[Task to complete]: Convert the data below into a JSON list of strings, one string for each line and with blank lines omitted. Leave the pictures out of the result.

[Input material]:
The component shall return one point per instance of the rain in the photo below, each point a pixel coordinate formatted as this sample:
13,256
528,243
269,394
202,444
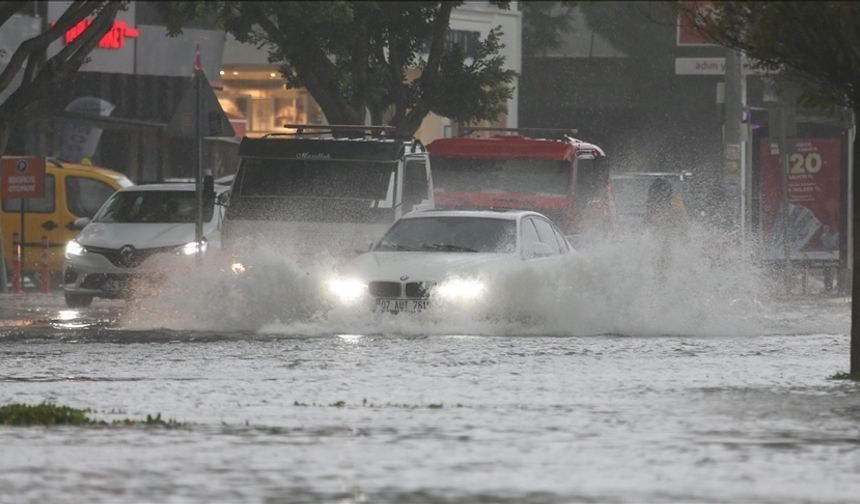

[Task solution]:
[
  "The component shall return one point per instance of the rain in the photo below, each point a pixel coordinate formatted as this sample:",
  "13,256",
  "528,243",
  "269,394",
  "202,444"
]